* Begin *

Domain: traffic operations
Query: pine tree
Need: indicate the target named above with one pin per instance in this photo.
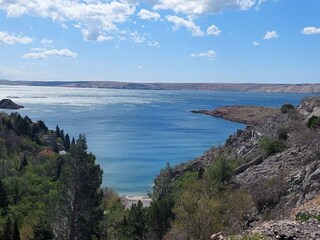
(16, 232)
(3, 196)
(57, 132)
(66, 142)
(24, 163)
(79, 209)
(42, 231)
(7, 230)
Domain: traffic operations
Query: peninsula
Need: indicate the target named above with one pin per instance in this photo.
(236, 87)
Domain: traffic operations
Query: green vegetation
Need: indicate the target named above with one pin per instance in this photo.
(44, 195)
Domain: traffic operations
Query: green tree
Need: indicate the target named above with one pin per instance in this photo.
(7, 230)
(160, 216)
(66, 142)
(16, 232)
(136, 222)
(57, 132)
(3, 197)
(42, 231)
(79, 207)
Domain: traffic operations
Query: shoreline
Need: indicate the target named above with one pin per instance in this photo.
(128, 200)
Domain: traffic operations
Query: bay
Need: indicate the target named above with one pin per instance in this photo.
(134, 133)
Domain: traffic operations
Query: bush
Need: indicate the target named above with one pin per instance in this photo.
(286, 108)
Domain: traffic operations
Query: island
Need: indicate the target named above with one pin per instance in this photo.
(9, 104)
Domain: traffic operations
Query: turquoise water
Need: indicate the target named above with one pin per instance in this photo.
(133, 133)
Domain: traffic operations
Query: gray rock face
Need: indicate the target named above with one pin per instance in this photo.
(9, 104)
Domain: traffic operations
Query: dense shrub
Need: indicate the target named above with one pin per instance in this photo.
(271, 146)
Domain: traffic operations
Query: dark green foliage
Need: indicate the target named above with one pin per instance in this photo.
(58, 168)
(42, 126)
(57, 132)
(135, 224)
(272, 146)
(313, 122)
(3, 197)
(24, 163)
(286, 108)
(7, 230)
(160, 216)
(42, 231)
(16, 232)
(79, 208)
(66, 142)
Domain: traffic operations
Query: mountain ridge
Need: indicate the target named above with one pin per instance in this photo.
(235, 87)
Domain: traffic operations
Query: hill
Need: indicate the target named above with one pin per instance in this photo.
(236, 87)
(272, 167)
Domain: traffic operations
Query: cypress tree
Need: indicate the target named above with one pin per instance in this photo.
(57, 132)
(79, 209)
(66, 142)
(42, 231)
(3, 196)
(16, 232)
(7, 230)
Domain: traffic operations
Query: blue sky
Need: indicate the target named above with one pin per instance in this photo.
(255, 41)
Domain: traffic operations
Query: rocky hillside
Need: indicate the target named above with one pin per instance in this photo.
(278, 158)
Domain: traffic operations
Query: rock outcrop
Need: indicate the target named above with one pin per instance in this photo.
(9, 104)
(283, 181)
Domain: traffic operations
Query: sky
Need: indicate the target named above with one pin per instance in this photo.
(200, 41)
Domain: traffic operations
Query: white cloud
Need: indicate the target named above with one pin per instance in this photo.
(136, 37)
(52, 52)
(12, 39)
(95, 35)
(310, 30)
(47, 41)
(104, 15)
(198, 7)
(209, 54)
(148, 15)
(271, 35)
(180, 22)
(65, 26)
(213, 30)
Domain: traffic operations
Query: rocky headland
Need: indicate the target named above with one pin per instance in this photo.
(9, 104)
(278, 156)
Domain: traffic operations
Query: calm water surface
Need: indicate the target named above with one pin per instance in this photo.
(133, 133)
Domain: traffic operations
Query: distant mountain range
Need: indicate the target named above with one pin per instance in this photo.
(236, 87)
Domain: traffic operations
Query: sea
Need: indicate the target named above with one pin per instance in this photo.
(134, 133)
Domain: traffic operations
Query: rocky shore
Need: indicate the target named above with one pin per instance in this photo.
(288, 180)
(250, 115)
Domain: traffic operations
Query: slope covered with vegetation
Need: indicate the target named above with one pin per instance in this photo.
(263, 183)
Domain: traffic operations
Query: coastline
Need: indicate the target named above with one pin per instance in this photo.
(128, 200)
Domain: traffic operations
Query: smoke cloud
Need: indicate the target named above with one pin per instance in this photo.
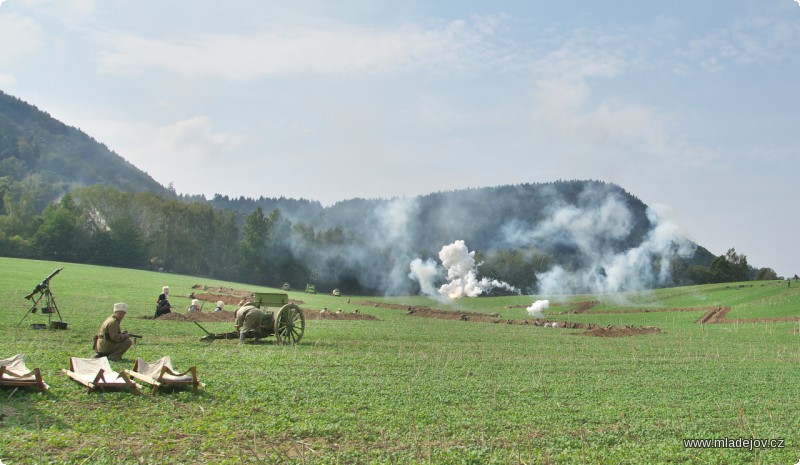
(460, 270)
(642, 267)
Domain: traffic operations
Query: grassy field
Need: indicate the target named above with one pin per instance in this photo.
(410, 390)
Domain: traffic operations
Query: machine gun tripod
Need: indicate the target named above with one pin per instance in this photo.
(42, 291)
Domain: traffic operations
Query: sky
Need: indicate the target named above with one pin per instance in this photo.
(690, 106)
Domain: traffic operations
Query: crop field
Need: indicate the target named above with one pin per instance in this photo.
(624, 379)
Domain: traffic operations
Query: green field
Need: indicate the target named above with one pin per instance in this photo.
(406, 390)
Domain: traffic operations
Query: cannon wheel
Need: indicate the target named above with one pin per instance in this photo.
(290, 323)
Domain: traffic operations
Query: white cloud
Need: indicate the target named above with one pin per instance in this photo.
(334, 49)
(20, 36)
(756, 41)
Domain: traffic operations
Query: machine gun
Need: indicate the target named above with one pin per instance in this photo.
(49, 307)
(44, 285)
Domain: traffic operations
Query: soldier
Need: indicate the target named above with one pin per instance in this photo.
(110, 340)
(162, 304)
(248, 320)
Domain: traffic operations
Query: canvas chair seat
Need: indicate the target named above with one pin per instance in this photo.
(96, 373)
(13, 372)
(161, 373)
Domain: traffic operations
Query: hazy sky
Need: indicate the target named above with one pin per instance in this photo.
(692, 106)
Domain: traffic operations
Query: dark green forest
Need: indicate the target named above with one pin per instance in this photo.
(66, 197)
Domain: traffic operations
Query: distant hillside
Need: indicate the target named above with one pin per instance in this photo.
(548, 238)
(54, 158)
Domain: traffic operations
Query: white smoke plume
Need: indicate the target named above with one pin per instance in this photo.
(461, 273)
(537, 309)
(642, 267)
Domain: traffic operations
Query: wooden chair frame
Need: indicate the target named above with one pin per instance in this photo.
(101, 381)
(13, 372)
(166, 375)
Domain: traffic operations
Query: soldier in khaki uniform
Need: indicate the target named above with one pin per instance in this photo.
(111, 340)
(248, 319)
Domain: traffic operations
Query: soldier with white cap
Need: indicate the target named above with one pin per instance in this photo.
(111, 341)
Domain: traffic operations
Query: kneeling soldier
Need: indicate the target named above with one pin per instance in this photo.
(111, 341)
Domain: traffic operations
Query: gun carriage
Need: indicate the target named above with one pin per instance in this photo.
(281, 319)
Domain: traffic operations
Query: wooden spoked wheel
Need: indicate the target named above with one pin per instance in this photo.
(290, 323)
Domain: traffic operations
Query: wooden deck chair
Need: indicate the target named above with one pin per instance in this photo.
(96, 374)
(161, 373)
(13, 372)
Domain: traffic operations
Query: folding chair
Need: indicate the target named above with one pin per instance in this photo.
(96, 374)
(161, 373)
(13, 372)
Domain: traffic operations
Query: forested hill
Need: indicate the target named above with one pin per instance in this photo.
(52, 158)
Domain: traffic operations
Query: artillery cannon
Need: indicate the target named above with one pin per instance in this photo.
(281, 319)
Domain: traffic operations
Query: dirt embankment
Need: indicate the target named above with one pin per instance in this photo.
(477, 317)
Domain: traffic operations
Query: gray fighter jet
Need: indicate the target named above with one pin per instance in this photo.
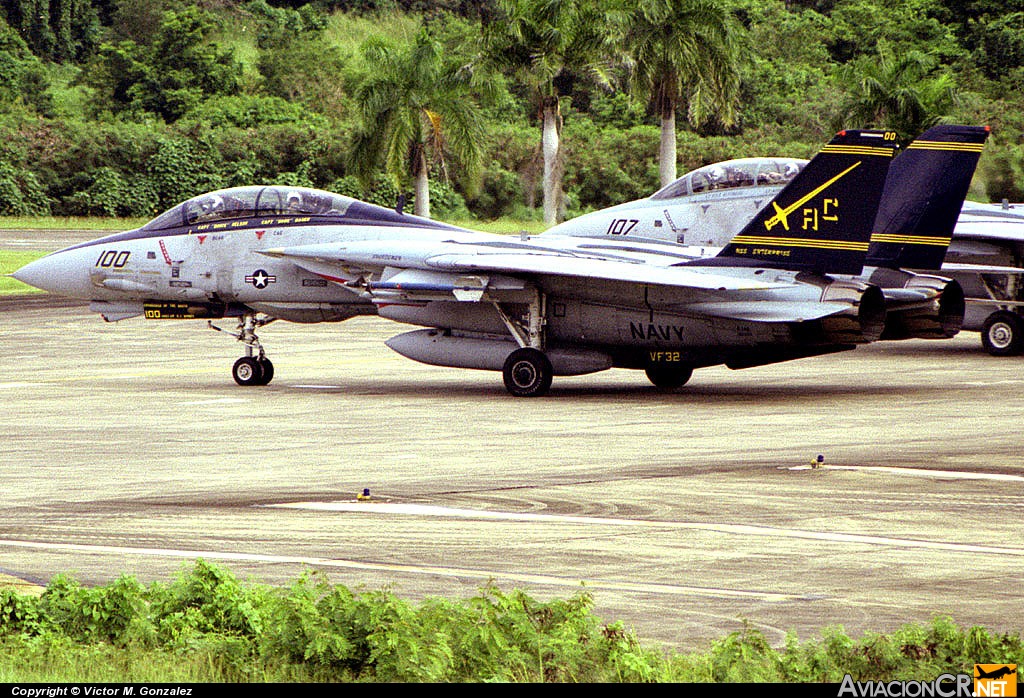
(531, 308)
(982, 245)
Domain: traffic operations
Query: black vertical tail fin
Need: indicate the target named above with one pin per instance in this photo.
(923, 197)
(823, 219)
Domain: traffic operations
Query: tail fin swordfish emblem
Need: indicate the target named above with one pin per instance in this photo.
(823, 219)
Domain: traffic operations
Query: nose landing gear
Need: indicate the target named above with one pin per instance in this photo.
(254, 368)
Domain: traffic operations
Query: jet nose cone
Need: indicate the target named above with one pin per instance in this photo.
(35, 273)
(57, 273)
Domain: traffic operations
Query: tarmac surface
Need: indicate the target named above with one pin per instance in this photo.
(128, 449)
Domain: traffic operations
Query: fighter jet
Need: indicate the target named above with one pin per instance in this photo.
(986, 257)
(920, 217)
(529, 308)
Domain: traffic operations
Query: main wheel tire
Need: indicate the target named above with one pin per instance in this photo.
(669, 377)
(1003, 334)
(527, 373)
(248, 372)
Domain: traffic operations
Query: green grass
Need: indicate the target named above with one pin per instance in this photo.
(69, 223)
(208, 625)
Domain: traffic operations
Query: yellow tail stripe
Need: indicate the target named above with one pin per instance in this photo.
(910, 240)
(798, 243)
(945, 145)
(859, 150)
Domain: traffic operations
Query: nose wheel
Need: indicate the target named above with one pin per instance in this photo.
(254, 368)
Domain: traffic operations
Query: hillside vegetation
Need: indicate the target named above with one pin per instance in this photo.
(123, 107)
(208, 626)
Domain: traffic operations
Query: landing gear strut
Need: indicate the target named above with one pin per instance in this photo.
(527, 371)
(254, 368)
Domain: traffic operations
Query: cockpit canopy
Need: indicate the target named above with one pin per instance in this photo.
(247, 202)
(731, 174)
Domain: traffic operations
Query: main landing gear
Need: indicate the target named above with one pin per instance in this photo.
(254, 368)
(527, 371)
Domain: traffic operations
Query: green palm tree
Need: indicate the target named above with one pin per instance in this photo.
(540, 41)
(417, 110)
(685, 55)
(899, 92)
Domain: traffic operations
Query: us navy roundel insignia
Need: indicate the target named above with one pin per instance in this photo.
(260, 278)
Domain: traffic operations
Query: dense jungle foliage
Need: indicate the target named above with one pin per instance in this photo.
(123, 107)
(206, 625)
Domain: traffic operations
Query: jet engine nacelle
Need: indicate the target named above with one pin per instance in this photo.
(929, 307)
(440, 348)
(865, 319)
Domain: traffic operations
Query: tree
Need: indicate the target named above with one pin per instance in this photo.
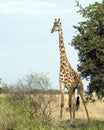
(89, 41)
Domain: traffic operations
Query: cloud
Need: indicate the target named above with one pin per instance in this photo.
(32, 7)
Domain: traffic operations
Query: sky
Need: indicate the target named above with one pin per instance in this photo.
(26, 42)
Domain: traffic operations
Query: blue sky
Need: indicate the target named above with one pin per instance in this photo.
(26, 44)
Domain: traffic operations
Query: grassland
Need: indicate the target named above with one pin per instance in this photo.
(15, 115)
(96, 113)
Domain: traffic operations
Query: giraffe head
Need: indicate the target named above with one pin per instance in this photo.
(56, 26)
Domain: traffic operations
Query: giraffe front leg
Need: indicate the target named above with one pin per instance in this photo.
(71, 108)
(62, 100)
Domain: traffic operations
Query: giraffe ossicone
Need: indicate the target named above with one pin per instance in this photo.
(68, 77)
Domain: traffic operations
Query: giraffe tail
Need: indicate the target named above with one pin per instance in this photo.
(77, 103)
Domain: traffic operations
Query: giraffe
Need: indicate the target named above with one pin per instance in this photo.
(68, 78)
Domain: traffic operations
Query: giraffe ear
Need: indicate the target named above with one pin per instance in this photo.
(55, 19)
(58, 19)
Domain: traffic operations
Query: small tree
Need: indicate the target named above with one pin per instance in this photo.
(89, 42)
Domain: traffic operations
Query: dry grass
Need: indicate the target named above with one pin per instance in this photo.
(96, 111)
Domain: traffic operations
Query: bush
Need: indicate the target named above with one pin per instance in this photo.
(27, 109)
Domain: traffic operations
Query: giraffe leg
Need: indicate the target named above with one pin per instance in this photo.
(62, 100)
(73, 108)
(82, 97)
(70, 107)
(72, 121)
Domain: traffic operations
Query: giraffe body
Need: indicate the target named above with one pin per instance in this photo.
(68, 77)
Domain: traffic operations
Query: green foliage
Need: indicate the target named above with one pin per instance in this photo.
(89, 41)
(23, 108)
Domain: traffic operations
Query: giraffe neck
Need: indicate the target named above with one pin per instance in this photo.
(62, 47)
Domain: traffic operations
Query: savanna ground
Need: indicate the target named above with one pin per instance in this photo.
(96, 113)
(22, 114)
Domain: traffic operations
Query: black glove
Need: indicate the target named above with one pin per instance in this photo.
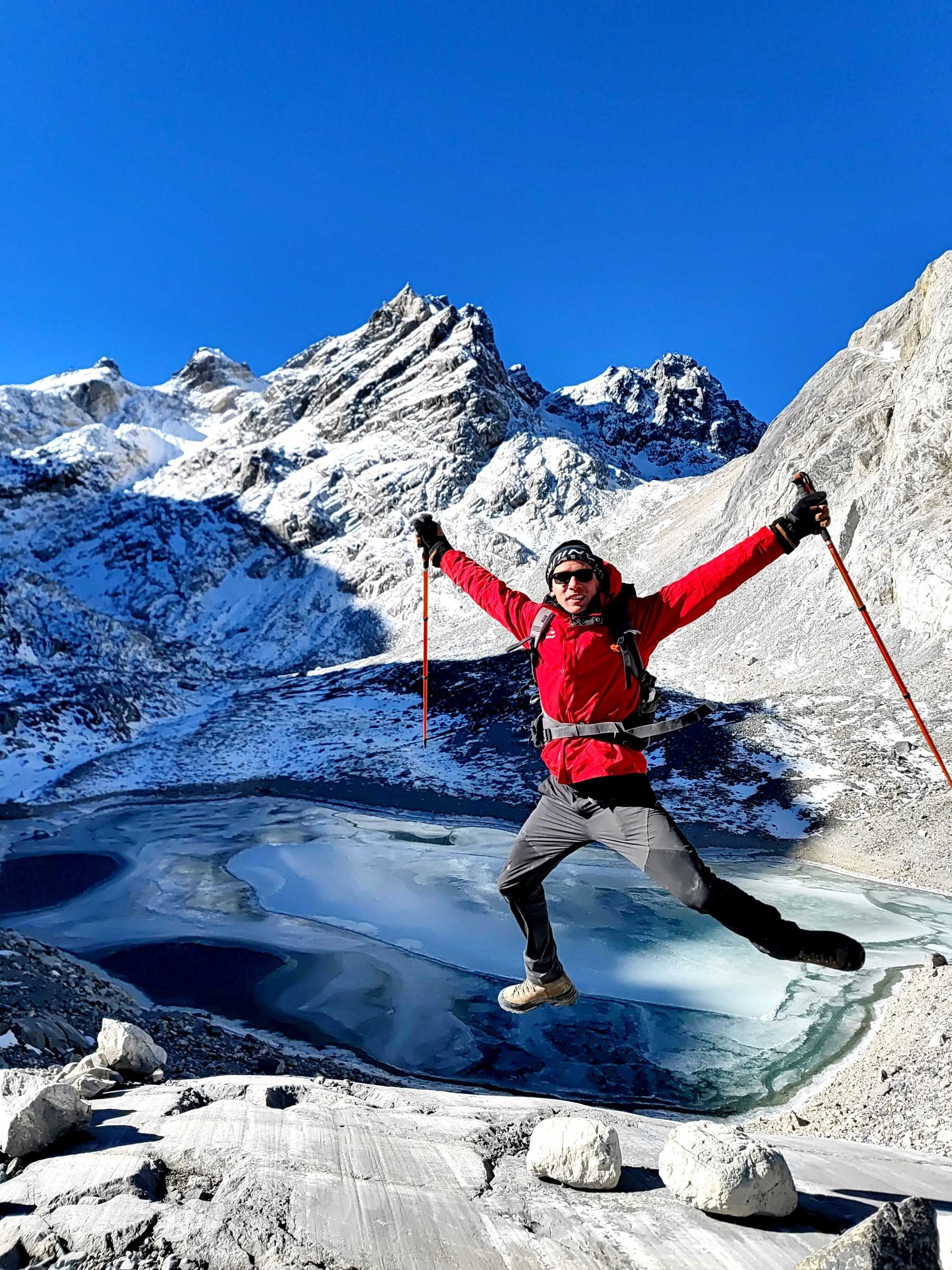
(431, 538)
(802, 520)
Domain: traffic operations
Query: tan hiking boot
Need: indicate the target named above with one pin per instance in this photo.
(527, 995)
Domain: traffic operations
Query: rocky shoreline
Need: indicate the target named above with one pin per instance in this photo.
(897, 1090)
(169, 1206)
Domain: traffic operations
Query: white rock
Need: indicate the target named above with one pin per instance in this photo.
(719, 1169)
(90, 1086)
(575, 1151)
(98, 1073)
(129, 1050)
(35, 1120)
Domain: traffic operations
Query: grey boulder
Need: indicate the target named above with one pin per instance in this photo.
(894, 1239)
(35, 1120)
(579, 1152)
(129, 1050)
(720, 1169)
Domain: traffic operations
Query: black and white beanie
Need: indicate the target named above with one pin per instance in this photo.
(577, 550)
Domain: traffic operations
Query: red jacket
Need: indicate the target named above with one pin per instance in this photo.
(581, 677)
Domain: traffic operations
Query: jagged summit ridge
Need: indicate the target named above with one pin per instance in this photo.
(676, 414)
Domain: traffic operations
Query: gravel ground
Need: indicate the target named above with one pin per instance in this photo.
(898, 1091)
(907, 844)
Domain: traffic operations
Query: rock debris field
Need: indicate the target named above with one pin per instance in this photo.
(310, 1165)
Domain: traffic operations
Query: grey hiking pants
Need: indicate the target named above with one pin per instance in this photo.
(623, 813)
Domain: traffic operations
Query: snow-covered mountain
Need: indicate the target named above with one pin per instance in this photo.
(163, 544)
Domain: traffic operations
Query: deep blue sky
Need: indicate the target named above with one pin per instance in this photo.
(610, 181)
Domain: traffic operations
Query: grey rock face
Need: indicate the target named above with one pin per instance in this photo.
(35, 1120)
(577, 1151)
(129, 1050)
(898, 1237)
(722, 1170)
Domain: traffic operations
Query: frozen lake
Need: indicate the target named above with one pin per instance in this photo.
(387, 935)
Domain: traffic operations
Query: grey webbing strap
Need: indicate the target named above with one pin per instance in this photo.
(612, 728)
(540, 625)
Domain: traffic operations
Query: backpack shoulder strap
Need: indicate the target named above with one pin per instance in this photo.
(540, 625)
(617, 615)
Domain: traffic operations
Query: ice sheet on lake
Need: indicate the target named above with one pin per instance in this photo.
(398, 943)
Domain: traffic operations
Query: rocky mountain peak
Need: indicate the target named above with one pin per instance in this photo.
(528, 389)
(674, 416)
(210, 369)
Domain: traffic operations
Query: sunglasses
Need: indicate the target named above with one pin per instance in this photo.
(579, 574)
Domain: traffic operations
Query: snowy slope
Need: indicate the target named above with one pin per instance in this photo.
(221, 528)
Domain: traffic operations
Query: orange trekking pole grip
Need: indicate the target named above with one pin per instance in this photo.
(803, 482)
(426, 637)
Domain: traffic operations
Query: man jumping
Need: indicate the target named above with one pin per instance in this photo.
(598, 789)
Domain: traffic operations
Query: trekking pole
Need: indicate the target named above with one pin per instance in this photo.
(426, 637)
(803, 482)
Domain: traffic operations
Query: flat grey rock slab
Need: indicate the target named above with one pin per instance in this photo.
(277, 1174)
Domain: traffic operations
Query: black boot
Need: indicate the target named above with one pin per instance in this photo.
(828, 949)
(775, 935)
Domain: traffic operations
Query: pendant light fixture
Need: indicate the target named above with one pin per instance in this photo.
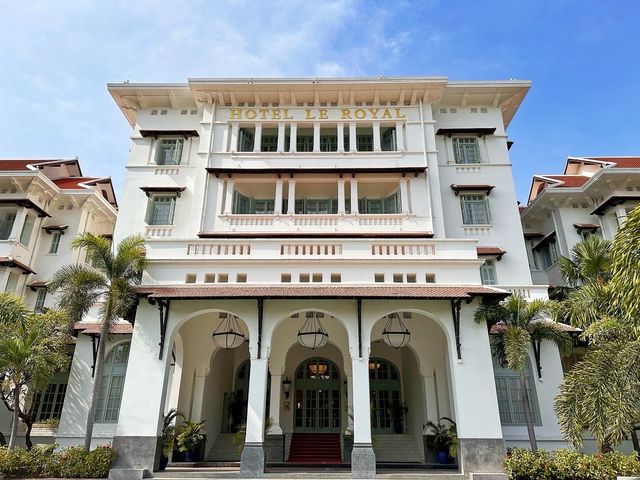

* End *

-- Task --
Tally the lines of the records that contain the string "strap", and give only that number.

-- Solution --
2